• **Problem to work on**
Although the entries contain pictures, write out only their text, exactly as it stands.

• **Material provided**
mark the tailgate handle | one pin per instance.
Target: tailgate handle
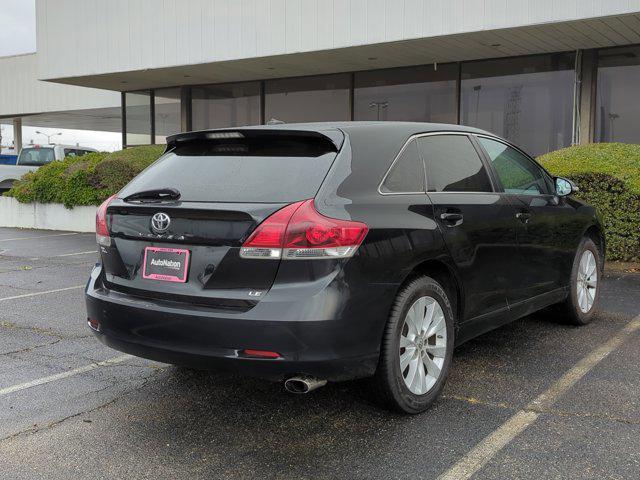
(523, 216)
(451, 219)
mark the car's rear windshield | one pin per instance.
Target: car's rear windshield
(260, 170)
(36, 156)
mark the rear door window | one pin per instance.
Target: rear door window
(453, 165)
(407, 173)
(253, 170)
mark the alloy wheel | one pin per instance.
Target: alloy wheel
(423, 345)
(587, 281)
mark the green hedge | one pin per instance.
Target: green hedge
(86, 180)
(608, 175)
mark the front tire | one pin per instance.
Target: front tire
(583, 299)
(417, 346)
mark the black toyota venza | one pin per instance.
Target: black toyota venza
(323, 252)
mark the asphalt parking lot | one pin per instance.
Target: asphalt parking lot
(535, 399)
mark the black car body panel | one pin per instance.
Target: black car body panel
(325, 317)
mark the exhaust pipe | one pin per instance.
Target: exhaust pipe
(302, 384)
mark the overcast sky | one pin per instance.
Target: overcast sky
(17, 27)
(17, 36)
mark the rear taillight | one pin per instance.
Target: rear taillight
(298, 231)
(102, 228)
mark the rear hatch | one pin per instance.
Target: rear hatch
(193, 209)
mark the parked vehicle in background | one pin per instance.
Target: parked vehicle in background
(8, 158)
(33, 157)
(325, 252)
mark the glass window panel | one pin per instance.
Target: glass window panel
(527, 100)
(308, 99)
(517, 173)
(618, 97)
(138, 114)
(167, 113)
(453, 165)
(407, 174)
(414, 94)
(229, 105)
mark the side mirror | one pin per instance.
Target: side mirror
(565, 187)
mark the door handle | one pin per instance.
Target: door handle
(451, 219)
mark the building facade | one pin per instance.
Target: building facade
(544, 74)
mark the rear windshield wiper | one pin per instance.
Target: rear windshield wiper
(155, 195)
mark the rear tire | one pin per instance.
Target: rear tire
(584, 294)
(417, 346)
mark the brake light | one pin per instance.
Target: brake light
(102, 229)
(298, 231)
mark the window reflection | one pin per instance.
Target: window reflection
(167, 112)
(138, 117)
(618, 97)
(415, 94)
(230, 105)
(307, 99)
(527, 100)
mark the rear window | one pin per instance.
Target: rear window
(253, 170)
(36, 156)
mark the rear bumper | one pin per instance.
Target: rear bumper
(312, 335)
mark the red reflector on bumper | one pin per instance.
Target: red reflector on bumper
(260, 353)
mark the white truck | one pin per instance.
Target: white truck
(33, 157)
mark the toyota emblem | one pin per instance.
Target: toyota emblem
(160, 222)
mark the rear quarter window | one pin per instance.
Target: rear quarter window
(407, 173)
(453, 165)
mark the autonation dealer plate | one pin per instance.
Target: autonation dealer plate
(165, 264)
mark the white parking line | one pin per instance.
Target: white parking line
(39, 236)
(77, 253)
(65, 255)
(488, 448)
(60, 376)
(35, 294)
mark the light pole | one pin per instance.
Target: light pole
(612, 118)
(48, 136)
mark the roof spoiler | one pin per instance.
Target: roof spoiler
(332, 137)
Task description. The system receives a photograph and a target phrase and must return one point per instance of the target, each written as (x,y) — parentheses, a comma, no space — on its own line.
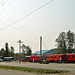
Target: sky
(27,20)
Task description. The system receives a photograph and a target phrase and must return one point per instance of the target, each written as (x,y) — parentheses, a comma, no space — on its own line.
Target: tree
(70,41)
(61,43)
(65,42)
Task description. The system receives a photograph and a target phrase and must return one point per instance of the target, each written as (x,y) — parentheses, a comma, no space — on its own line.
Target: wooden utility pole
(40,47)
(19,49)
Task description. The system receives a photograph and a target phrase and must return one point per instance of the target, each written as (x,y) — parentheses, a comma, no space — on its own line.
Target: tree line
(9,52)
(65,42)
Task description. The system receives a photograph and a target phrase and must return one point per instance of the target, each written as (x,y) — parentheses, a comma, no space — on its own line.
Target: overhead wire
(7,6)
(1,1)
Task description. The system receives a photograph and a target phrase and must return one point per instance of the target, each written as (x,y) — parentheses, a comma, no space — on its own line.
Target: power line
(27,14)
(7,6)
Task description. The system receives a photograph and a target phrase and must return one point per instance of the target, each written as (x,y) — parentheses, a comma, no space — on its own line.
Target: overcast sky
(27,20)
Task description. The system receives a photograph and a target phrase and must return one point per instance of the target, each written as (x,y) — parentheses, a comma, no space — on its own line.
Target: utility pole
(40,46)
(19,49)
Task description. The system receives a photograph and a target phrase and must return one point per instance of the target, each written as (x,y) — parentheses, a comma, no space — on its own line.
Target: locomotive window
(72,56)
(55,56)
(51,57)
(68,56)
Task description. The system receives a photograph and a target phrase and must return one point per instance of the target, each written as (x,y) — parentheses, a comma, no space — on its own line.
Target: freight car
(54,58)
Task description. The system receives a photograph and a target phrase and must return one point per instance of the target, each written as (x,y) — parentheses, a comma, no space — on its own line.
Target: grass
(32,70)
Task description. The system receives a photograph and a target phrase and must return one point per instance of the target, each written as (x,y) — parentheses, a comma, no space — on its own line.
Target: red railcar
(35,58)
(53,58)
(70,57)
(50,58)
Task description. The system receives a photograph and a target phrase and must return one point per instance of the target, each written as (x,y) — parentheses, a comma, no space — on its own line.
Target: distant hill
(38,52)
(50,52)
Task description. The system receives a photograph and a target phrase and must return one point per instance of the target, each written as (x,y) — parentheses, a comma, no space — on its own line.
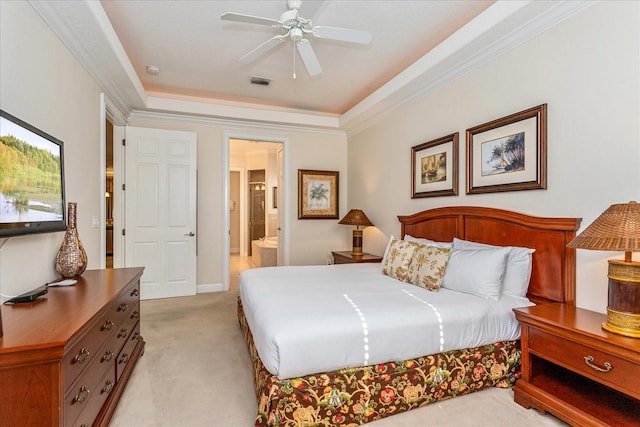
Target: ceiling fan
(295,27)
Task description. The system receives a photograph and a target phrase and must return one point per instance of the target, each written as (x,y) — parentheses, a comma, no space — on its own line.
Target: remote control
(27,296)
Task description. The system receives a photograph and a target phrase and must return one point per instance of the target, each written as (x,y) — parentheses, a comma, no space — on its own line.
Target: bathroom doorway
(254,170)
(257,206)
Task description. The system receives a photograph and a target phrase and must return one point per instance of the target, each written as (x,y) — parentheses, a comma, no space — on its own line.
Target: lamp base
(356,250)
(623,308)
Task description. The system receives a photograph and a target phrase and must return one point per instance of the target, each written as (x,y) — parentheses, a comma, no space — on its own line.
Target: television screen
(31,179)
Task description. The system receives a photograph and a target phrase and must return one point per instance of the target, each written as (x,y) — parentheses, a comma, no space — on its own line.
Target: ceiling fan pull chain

• **Answer to the problem**
mark the tailgate handle | one pin per instance.
Target: tailgate handle
(523, 216)
(451, 219)
mark the car's rear windshield | one pin per instance.
Target: car's rear windshield
(260, 170)
(36, 156)
mark the rear door window | one pin per instance.
Target: rear door window
(453, 165)
(407, 173)
(253, 170)
mark the alloy wheel | one pin per instance.
Target: alloy wheel
(423, 345)
(587, 281)
mark the green hedge | one pin per instance.
Target: green hedge
(86, 180)
(608, 175)
mark the front tire | one pin per instance.
Target: front tire
(583, 299)
(417, 346)
mark the black toyota venza | one pin per instance.
Target: black toyota venza
(323, 252)
mark the asphalt parking lot | one pin per instance.
Target: asphalt parking lot
(535, 399)
mark the black car body panel | one pin per instance.
Target: black car body panel
(325, 317)
mark the exhaust pipe | one pin per instance.
Target: exhaust pipe
(302, 384)
mark the overcast sky | one pin per instance.
Target: overcast sky
(17, 27)
(17, 36)
mark the rear taillight | one pin per instance.
Target: rear taillight
(298, 231)
(102, 228)
mark the rear hatch | one pin per instance.
Target: rear hatch
(193, 209)
mark the parked vehicle in background | one pin per instance.
Target: parked vehicle in background
(8, 158)
(33, 157)
(325, 252)
mark the glass window panel | one pin per instance.
Target: glass window panel
(527, 100)
(308, 99)
(517, 173)
(618, 97)
(138, 114)
(167, 113)
(453, 165)
(407, 174)
(414, 94)
(229, 105)
mark the side mirror | one pin per instance.
Target: side mirror
(565, 187)
mark the door handle | one pin per instance.
Target: door handle
(451, 219)
mark the building facade | one pin per instance.
Target: building facade
(544, 74)
mark the rear windshield wiper | one pin per instance.
Target: rear windshield wiper
(155, 195)
mark the rear tire | one pin per instance.
Target: rear tire
(584, 294)
(417, 346)
mark the brake light | one pin per instance.
Target: brake light
(102, 229)
(298, 231)
mark the window reflection | one pin per instance.
Target: window reflection
(167, 112)
(138, 117)
(618, 97)
(415, 94)
(230, 105)
(307, 99)
(527, 100)
mark the rear window | one pin per instance.
Target: rear window
(253, 170)
(36, 156)
mark the rear bumper | one pin per instance.
Target: rear bumper
(312, 335)
mark the red reflector on bumper | one pin per instance.
Target: red reflector on bumper
(260, 353)
mark the white truck | one pin per instance.
Target: white truck
(33, 157)
mark the toyota emblem | one pin per instance.
Target: toyota emblem
(160, 222)
mark the rear quarter window | one pin per instance.
Target: rear quarter window
(407, 173)
(453, 165)
mark the autonation dealer plate | one pin per instance.
Target: autonation dealer plate
(165, 264)
mark the white parking line | one pin per instance.
Target: white parking line
(39, 236)
(77, 253)
(65, 255)
(488, 448)
(60, 376)
(35, 294)
mark the light pole | one pin per instance.
Target: light pole
(612, 118)
(48, 136)
mark the roof spoiler | one pin per instance.
Target: roof spoiler
(332, 137)
Task description. The system receives a photograph and a target phrase and must return one point per instance of the target, each written as (x,y) — parentheses, a comma, no space — on its own line.
Target: sky
(27,20)
Task description. The system receives a photograph and a target phrase and must return one point per instance of the target, each written as (x,y) — parentheses, a comma, no space — on its own line.
Target: tree
(70,41)
(61,43)
(65,42)
Task description. The system receives a photograph and a target phrase and must return one point per instance of the target, each written as (x,y) — parentheses, a comma, no space — on its own line.
Target: wooden utility pole
(40,47)
(19,49)
Task description. The system receives a photograph and a target phrase and must return one point per instance of the target, each written as (x,y) — parentheses, a comma, no space — on its own line.
Target: tree line
(9,52)
(65,42)
Task description. The system receives a photograph and a target phrase and must return one point per instance of the target, each written as (x,y) — parentheses, a comma, no space — on its own line.
Target: overhead wire
(7,6)
(1,1)
Task description. The system receives a photograph and a target phrase and must return one point per instance of the target, each written as (x,y) — parentheses, a comma, no space — on its own line.
Target: power line
(27,14)
(7,6)
Task description. The system receives a photograph and a target phrase and must return one point per instance of the target, each written as (x,y) — parentheses, a comma, no space — on its own line.
Target: overcast sky
(27,20)
Task description. The system receives a photograph and a target phrase and must return one point per instance of the target, each written as (x,y) — parentheses, a comma, no space — on its own line.
Target: utility pole
(40,46)
(19,49)
Task description. The system receives a photograph and a target phrase and must return one point per instance of the target, each written as (x,y) — parentheses, a comma, no space — on its own line.
Target: locomotive window
(72,56)
(55,56)
(51,57)
(68,56)
Task description. The system receives a photograph and a target phrase and must return one point per instance of the target, each written as (x,y) — parentheses, a comma, no space — on its own line.
Target: freight car
(54,58)
Task description. The system receives a photograph and a target phrase and must return one point per instance of the target, each written as (x,y) — parentheses, a comma, no space — on its own line.
Target: grass
(32,70)
Task description. The system receives a photograph and a target phrase and must return one point per instance of the target, each written as (x,y) — parentheses, a comma, no space — on its own line.
Target: red railcar
(35,58)
(53,58)
(70,57)
(50,58)
Task description. The system receives a photograph and a target phrase and must return one point per instance of the target, each written as (x,y) — parentheses, a comma, no space — on its own line.
Target: distant hill
(38,52)
(50,52)
Task description. The system receives a photograph and a target phrase and must return one point per instance of the target, each written as (x,y) — parentheses, a comma, no space — on its own line.
Target: ceiling fan
(295,27)
Task description. The system receives a photograph and a target phrase and must return one point per instance of the target, each written as (x,y) — parentheses, a comma, no space — on its own line.
Target: remote control
(27,296)
Task description. The system receives a photograph and a target phrase and must return one point per instance of the target, each written as (x,y) — parentheses, a comma, no space — on its own line.
Target: bathroom doorway
(254,170)
(257,206)
Task description. The system receives a photograph and a target phrase and must return one point per instance of the target, each written as (x,y) — parentheses, a comma, no space — on its own line.
Target: lamp base
(356,250)
(623,308)
Task description. The system receives a photograph and a target phrase and must return one point per instance of the target, each written as (x,y) — parentheses, a comma, no space — on its own line.
Target: television screen
(31,179)
Task description. The system receives a photograph and a target phrase and must return one point per instance of the target, each written as (x,y) — parentheses, a comma, no space — on its own line.
Target: ceiling fan pull chain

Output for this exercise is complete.